------ DATA FOR PROCESSING

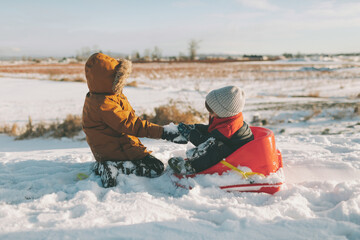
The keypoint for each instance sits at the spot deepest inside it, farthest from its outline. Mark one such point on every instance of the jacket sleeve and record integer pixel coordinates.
(127, 122)
(199, 134)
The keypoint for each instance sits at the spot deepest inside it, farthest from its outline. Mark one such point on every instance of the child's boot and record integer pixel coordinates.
(180, 166)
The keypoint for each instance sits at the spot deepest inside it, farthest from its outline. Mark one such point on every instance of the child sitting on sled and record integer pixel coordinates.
(225, 133)
(111, 126)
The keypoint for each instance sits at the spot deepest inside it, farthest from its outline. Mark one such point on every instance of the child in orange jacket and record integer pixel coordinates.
(111, 126)
(225, 133)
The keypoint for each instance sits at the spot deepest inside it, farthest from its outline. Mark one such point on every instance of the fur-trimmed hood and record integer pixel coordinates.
(105, 74)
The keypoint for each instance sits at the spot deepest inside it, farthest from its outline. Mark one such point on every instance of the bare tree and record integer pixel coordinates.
(193, 47)
(156, 54)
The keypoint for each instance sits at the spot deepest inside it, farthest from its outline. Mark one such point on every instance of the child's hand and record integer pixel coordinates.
(185, 130)
(172, 134)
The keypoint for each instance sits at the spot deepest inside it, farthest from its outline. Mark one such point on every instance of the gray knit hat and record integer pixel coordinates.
(227, 101)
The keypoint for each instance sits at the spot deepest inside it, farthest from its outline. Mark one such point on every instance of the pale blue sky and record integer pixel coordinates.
(61, 28)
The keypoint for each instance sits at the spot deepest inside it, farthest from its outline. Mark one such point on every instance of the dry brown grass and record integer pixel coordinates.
(168, 113)
(193, 70)
(132, 84)
(11, 130)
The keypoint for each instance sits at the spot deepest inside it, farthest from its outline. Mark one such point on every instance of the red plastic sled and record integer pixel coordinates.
(260, 155)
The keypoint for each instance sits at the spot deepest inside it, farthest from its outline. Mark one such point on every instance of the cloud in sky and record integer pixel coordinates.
(232, 26)
(259, 4)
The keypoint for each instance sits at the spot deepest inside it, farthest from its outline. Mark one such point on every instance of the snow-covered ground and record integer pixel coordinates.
(318, 135)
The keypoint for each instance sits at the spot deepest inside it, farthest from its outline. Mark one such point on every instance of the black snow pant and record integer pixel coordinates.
(208, 154)
(149, 166)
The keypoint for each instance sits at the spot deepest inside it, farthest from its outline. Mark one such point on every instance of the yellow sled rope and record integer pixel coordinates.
(242, 173)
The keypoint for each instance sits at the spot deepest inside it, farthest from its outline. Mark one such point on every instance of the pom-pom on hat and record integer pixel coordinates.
(227, 101)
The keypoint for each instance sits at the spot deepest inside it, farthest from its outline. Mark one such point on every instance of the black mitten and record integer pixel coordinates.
(173, 135)
(185, 130)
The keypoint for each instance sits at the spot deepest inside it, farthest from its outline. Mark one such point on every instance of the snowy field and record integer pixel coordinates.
(316, 121)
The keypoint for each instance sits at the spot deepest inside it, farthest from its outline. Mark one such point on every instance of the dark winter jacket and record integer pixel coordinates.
(229, 133)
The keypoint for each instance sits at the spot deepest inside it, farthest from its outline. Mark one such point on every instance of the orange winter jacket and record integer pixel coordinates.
(109, 121)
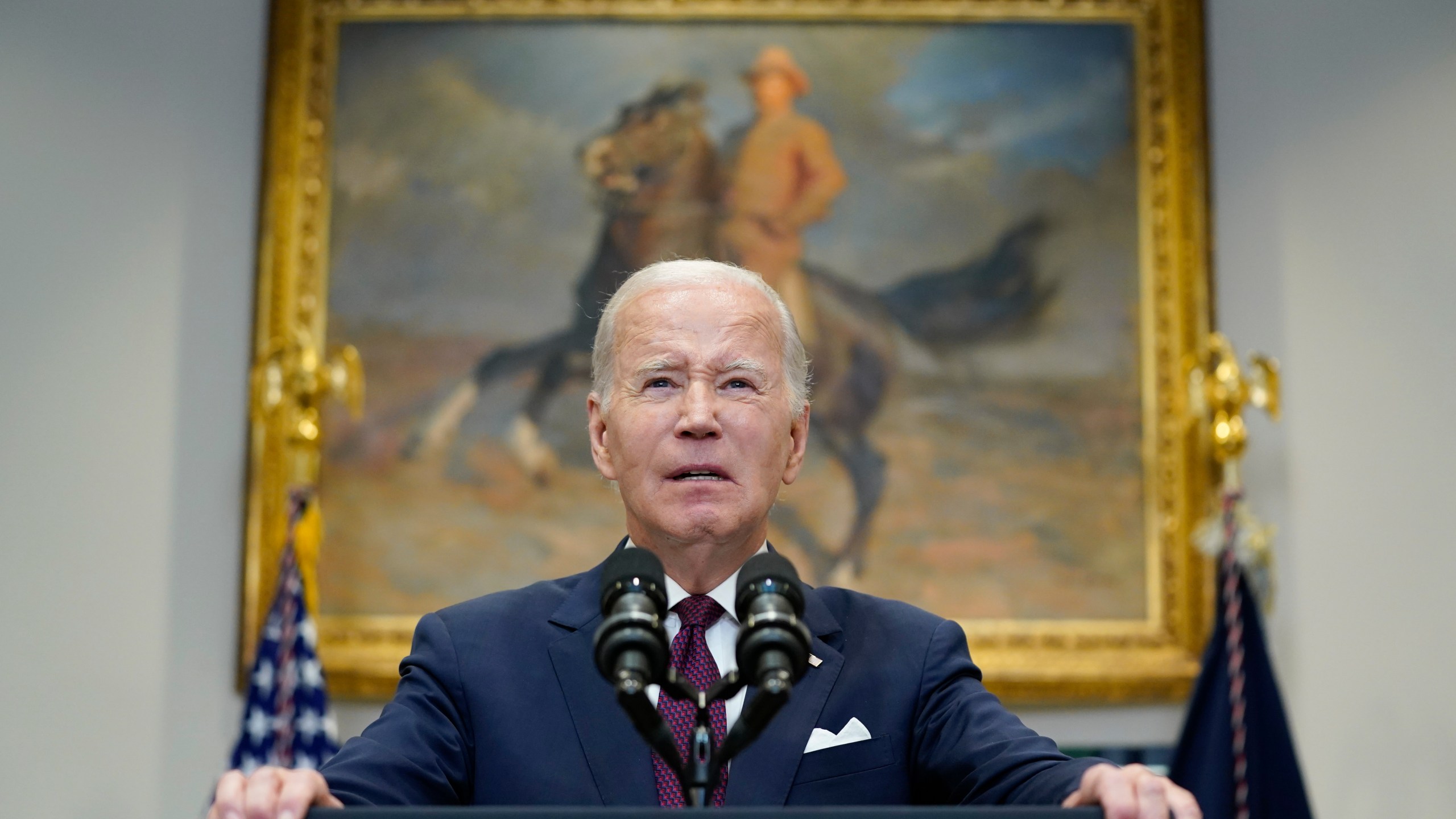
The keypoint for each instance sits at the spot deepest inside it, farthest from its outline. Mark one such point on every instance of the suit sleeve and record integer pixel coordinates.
(420, 751)
(969, 748)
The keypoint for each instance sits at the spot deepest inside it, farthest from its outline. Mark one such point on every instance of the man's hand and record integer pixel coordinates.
(270, 793)
(1133, 792)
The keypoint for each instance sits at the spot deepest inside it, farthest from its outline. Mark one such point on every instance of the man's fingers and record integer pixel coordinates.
(1183, 804)
(263, 793)
(228, 799)
(300, 791)
(1107, 786)
(1152, 802)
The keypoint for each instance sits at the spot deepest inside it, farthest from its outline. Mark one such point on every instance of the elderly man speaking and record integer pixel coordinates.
(700, 411)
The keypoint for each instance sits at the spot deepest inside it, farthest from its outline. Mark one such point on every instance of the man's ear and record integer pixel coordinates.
(597, 431)
(800, 436)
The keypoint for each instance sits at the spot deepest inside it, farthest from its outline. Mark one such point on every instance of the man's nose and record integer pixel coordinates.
(700, 417)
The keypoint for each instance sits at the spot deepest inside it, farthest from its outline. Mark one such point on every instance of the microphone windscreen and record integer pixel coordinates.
(628, 569)
(769, 572)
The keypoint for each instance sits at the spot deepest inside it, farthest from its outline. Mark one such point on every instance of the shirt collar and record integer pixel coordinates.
(724, 594)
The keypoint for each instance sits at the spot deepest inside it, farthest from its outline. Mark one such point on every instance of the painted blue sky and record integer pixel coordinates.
(459, 206)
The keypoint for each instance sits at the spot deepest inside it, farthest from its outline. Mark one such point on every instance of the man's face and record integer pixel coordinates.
(772, 91)
(698, 433)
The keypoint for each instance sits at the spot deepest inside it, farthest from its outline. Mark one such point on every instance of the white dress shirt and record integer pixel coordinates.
(721, 637)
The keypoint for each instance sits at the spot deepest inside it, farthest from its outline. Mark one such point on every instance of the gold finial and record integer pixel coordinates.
(1219, 390)
(292, 382)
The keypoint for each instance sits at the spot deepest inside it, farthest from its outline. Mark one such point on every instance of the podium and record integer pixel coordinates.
(833, 812)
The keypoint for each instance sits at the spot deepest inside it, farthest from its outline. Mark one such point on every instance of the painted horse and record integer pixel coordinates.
(657, 180)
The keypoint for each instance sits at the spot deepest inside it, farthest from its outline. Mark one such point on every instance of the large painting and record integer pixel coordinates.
(986, 225)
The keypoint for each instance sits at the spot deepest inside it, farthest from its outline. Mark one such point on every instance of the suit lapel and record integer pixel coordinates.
(617, 755)
(765, 771)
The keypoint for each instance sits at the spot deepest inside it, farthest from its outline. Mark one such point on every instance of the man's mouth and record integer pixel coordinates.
(700, 474)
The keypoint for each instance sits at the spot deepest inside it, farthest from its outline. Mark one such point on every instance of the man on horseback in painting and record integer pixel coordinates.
(784, 178)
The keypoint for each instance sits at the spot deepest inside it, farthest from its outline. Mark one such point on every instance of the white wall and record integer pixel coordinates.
(129, 183)
(1335, 181)
(129, 174)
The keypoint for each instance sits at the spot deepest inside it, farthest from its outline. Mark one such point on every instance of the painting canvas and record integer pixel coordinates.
(969, 288)
(986, 218)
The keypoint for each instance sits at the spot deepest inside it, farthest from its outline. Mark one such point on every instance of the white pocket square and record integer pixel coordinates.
(854, 730)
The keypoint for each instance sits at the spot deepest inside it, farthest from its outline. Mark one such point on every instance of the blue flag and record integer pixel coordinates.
(1236, 754)
(287, 721)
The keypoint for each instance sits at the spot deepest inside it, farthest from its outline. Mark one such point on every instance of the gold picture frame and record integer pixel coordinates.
(1052, 662)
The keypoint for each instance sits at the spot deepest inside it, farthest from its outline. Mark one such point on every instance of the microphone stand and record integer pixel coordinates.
(701, 773)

------------

*WHAT IS NEEDED:* The output should consist only of the lines from the one with "stand and record integer pixel coordinates." through the final line of the records above, exactly.

*WRITTEN REPLY:*
The keypoint for each instance sits at the spot deepest inside it, farthest from its outline. Mark one such point on every instance of the microphone stand and record integer pixel coordinates.
(701, 773)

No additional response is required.